--- Start Extracted data ---
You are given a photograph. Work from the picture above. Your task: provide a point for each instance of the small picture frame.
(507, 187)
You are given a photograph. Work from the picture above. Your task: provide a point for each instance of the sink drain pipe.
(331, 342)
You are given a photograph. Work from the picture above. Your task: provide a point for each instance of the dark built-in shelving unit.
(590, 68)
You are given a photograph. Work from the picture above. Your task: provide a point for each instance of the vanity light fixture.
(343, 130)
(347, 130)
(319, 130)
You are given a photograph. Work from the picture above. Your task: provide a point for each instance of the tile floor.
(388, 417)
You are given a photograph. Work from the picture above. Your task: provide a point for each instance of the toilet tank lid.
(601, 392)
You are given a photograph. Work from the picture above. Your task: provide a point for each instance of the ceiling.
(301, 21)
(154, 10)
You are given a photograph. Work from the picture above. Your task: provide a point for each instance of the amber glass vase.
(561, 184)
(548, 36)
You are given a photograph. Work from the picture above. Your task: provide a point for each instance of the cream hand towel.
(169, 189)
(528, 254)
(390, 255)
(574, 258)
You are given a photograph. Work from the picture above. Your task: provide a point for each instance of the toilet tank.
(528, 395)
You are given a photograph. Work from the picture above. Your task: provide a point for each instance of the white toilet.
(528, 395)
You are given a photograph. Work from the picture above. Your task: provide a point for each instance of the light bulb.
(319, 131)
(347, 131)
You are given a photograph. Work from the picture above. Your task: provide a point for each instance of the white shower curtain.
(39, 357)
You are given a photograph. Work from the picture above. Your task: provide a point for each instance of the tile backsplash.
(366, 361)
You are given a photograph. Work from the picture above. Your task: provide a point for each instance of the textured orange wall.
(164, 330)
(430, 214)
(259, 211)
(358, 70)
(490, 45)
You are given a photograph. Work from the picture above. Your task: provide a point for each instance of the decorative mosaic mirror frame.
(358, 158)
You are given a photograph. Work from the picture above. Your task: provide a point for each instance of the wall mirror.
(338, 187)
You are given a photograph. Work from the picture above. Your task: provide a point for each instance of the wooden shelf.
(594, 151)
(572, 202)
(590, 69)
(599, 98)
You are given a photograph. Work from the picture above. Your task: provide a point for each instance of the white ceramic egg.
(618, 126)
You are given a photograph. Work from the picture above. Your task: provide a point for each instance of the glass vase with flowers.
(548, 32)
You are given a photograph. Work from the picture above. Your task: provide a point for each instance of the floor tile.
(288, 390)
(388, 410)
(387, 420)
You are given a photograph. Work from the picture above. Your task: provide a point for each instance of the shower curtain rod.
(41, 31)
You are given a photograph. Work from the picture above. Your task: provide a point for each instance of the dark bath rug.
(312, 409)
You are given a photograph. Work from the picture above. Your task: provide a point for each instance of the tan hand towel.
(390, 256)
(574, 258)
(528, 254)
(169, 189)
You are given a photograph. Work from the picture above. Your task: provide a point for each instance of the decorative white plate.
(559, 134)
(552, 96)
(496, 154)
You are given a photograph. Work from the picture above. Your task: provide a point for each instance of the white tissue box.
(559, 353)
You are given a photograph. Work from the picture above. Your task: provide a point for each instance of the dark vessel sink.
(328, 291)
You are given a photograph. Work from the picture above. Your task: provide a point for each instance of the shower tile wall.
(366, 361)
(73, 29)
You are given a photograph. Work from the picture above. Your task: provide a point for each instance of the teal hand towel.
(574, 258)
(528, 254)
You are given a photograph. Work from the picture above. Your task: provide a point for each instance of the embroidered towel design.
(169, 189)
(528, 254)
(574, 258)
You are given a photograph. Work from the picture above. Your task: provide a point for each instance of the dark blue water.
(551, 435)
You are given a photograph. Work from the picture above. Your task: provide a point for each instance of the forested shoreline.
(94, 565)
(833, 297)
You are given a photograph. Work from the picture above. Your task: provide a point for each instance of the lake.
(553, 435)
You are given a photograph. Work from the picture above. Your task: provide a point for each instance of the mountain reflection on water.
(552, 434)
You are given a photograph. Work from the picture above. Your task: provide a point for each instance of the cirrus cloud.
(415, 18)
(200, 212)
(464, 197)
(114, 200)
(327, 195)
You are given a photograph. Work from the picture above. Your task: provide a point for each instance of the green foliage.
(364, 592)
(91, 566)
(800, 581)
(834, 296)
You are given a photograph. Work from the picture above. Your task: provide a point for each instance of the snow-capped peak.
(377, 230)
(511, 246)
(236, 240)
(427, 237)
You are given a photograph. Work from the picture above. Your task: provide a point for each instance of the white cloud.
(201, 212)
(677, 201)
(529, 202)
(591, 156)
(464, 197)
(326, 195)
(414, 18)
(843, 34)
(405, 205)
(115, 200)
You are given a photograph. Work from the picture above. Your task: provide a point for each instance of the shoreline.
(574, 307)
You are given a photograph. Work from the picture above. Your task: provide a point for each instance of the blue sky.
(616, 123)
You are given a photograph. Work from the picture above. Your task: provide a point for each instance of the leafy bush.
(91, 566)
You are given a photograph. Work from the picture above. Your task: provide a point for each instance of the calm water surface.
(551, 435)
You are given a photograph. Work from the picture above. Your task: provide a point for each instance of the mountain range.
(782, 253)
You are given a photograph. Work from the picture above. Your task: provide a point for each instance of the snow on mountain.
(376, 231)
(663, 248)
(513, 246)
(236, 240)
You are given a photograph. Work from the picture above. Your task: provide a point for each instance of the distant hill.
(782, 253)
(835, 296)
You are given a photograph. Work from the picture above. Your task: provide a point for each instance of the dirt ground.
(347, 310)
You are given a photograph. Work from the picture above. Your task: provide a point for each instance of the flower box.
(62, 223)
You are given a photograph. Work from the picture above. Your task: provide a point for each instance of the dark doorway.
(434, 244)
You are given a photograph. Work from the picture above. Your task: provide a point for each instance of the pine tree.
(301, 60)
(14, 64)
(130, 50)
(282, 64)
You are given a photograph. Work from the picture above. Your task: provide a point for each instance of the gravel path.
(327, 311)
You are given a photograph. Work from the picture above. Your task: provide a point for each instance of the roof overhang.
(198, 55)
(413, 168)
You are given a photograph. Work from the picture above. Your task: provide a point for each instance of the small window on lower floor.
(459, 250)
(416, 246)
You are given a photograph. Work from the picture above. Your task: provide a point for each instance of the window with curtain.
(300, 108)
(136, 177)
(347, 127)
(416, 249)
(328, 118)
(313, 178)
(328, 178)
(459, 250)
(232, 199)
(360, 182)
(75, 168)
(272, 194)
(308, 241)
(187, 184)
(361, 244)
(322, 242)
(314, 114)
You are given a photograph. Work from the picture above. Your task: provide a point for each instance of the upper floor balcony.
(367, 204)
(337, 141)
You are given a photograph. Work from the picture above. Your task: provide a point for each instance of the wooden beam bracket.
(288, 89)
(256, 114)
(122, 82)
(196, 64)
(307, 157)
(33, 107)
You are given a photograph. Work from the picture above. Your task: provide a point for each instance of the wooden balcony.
--- End Extracted data ---
### Goal
Retype all of the entries precisely as they are.

### Answer to the exercise
You are given a photograph. Work from the picture above. Your task: provide a point for each instance of the small picture frame.
(507, 187)
You are given a photograph. Work from the picture above. Your task: provide a point for each instance of the sink drain pipe.
(331, 342)
You are given a photograph. Work from the picture above. Your task: provide a point for each instance of the dark built-in shelving unit.
(590, 68)
You are given a photograph. Work from the picture above. Your task: provide a point for each instance of the vanity light fixture.
(343, 130)
(347, 130)
(319, 130)
You are given a photograph. Work from the picture above. Your task: provide a point for each instance of the tile floor.
(388, 417)
You are given a photograph. Work from the picture above. Your task: provide a point for each instance of the toilet tank lid.
(601, 392)
You are given a photograph. Work from the picture above. Your task: provide a point for each instance of the ceiling.
(301, 21)
(154, 10)
You are given a photograph. Work from the picture above. Your task: provide a point for each instance of the amber glass vase.
(561, 184)
(548, 36)
You are given a photograph. Work from the picture above. Your task: provide a point for each instance of the cream hand towel.
(169, 189)
(528, 254)
(390, 255)
(574, 258)
You are given a photograph. Work from the picture above. Your task: provide a point for each instance of the toilet tank.
(528, 395)
You are given a photograph. Work from the picture above. Your task: provide a point for each instance of the white toilet.
(528, 395)
You are given a photograph. Work from the picture above. Your task: provide a point for each instance of the light bulb.
(319, 131)
(347, 131)
You are given a photograph. Work from the picture above. Your task: provide a point for each instance of the white shower curtain.
(39, 357)
You are given a photograph. Work from the picture above. Your task: provide a point for each instance of the tile backsplash.
(366, 361)
You are given a photograph. Work from the picture above. Your task: provide a point for each instance of the textured orange wall.
(164, 330)
(430, 214)
(259, 211)
(358, 70)
(490, 45)
You are given a photograph. Work from the picture above. Your task: provide a point for each instance of the decorative mosaic mirror frame.
(358, 158)
You are given a photograph. Work from the picture above. Your task: provide a point for each instance of the wall mirror.
(338, 187)
You are given a photograph. Work from the picture above. Your task: provide a point for each instance of the wooden shelf.
(594, 151)
(572, 202)
(590, 69)
(599, 98)
You are given a photograph. Work from the picture above. Your task: provide a point for each instance of the white ceramic egg.
(618, 126)
You are given a photograph. Work from the picture above. Your task: provide a point for each instance of the glass vase with flowers.
(548, 32)
You are given a photograph. Work from the picture above. Your task: provide a point for each instance of the floor tile.
(288, 390)
(388, 410)
(387, 420)
You are given a photograph. Work from the picture above. Your task: provide a point for each instance of the shower curtain rod.
(41, 31)
You are given a photograph. Work from the picture above. Your task: provide a point for each instance of the dark bath rug.
(312, 409)
You are given a photograph. Work from the picture above. Your task: provide a point for each instance of the tan hand towel.
(390, 256)
(574, 258)
(528, 254)
(169, 189)
You are given a photograph. Work from the picture above. Your task: provide a point for each instance of the decorative white plate.
(559, 134)
(552, 96)
(496, 154)
You are given a photograph. Work from the picture above. Your task: provide a point for each instance of the white tissue box.
(559, 353)
You are given a photograph. Work from the picture above. Your task: provide a point for each instance of the dark vessel sink.
(328, 291)
You are given a photograph. Work from the picture above. Your task: provide a point for each instance of the shower tile wall.
(366, 361)
(73, 29)
You are given a photograph. Work from the picture above. Your task: provide a point for each instance of the teal hand towel.
(574, 258)
(528, 254)
You are given a photograph. Work from the picture above. Your task: provide a point for each instance of the embroidered towel design.
(169, 189)
(528, 254)
(574, 258)
You are given a photograph. Work from the picture above. Your task: provide a point for each instance of the dark blue water.
(551, 435)
You are given a photograph. Work from the picture above. Your task: provide a point for each instance of the forested shoreline.
(94, 565)
(833, 297)
You are given a photograph. Work from the picture above. Your task: provide a point for each instance of the lake.
(553, 435)
You are given a photograph. Work from the picture above. Your task: provide a point for each instance of the mountain reflection on water.
(552, 434)
You are given a photograph. Work from the picture above. Your task: provide a point for each instance of the cirrus cloud.
(415, 18)
(200, 212)
(464, 197)
(114, 200)
(327, 195)
You are given a photograph. Work from the picture above. Your task: provide a point for each instance of the green foliage.
(364, 592)
(91, 566)
(800, 581)
(834, 296)
You are given a photograph. Work from the picture above. Your task: provide a point for each instance of the snow-capped peak.
(377, 230)
(511, 246)
(236, 240)
(427, 237)
You are given a photograph. Work from the picture above. Your task: provide a point for each instance of the white cloud.
(201, 212)
(677, 201)
(529, 202)
(591, 156)
(464, 197)
(326, 195)
(414, 18)
(843, 34)
(405, 205)
(115, 200)
You are given a photograph. Work from the picture above. Your task: provide a point for each instance of the shoreline.
(574, 307)
You are given a photograph. Work from the picture above. Your task: provide a point for each instance of the blue sky.
(616, 123)
You are given a photograph. Work from the picture above. Your task: provide a point for each instance of the leafy bush.
(91, 566)
You are given a photograph. Work from the picture above. Your task: provide a point for each instance of the calm water surface.
(551, 435)
You are given a photograph. Work from the picture above. Your task: provide a point for each instance of the mountain range.
(782, 253)
You are given a photograph. Work from the picture above. Your task: provide a point for each instance of the snow on mountain.
(376, 231)
(663, 248)
(513, 246)
(236, 240)
You are given a photograph. Work from the picture above. Your task: provide a point for each instance of the distant hill.
(782, 253)
(835, 296)
You are given a photograph. Work from the picture above. Your task: provide a point for each instance of the dirt ground.
(347, 310)
You are given a photograph. Work from the picture above. Your task: provide a point for each instance of the flower box.
(62, 223)
You are given a photograph. Work from the picture above. Your task: provide a point for each instance of the dark doorway.
(434, 244)
You are given a photograph. Work from the picture above. Your task: provide a point for each instance of the pine tree.
(301, 60)
(14, 64)
(130, 50)
(282, 64)
You are given a photograph. Work from the picture above. Your task: provide a point for each instance of the gravel path.
(327, 311)
You are given a photograph. Work from the picture above. Your task: provide a point for each instance of the roof overhang.
(198, 55)
(413, 168)
You are given a photograph. Work from the picture above. Your task: provide a point for each instance of the small window on lower floor.
(459, 250)
(416, 246)
You are given a photograph. Work from the picture above. Your task: provide a point for each instance of the window with curtain.
(300, 108)
(136, 177)
(347, 127)
(416, 249)
(328, 118)
(313, 178)
(328, 178)
(459, 250)
(232, 199)
(360, 182)
(75, 168)
(272, 194)
(308, 241)
(187, 184)
(361, 244)
(322, 242)
(314, 114)
You are given a photograph. Work from the picture above. Your task: provide a point for each instance of the upper floor balcony.
(367, 204)
(337, 141)
You are given a photograph. Work from the picture above. Your task: provide a point for each instance of the wooden beam bracket.
(288, 89)
(256, 114)
(122, 82)
(196, 64)
(307, 157)
(33, 107)
You are given a photograph. Work from the picture above. Your task: provide a point for each instance of the wooden balcony.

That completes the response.